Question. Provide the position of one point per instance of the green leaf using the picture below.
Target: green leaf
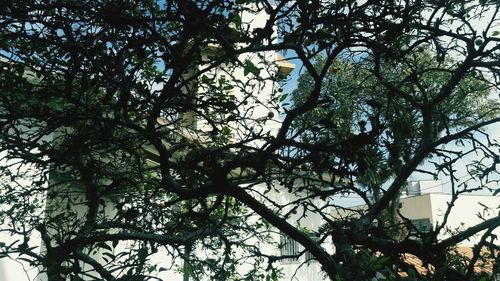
(283, 97)
(251, 68)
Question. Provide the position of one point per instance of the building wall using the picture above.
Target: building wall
(464, 213)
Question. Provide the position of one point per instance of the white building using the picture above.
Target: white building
(426, 206)
(262, 105)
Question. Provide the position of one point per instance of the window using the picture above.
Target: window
(420, 225)
(289, 247)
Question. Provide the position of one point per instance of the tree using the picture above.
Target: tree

-----

Stated task:
Turn the lines above into a JSON list of strings with one string per line, skipping blank lines and leaving out the pictures.

Output for this task:
[
  "Question. Provide the position of one point per instance of the green leaf using the picture below.",
  "Target: green leaf",
  "(283, 97)",
  "(251, 68)",
  "Question. Provide the position of one point per instance of the building wall using the picture above.",
  "Target: building wall",
  "(464, 213)",
  "Question. Provide the position of one point per instance of the white building using the picture above.",
  "Target: white building",
  "(426, 206)",
  "(262, 105)",
  "Question. Provide the position of one point per instance of the window using the picture above.",
  "Target: window",
  "(420, 225)",
  "(289, 247)",
  "Question. Provide the position of one point per instance of the tree using the picture above.",
  "Target: tree"
]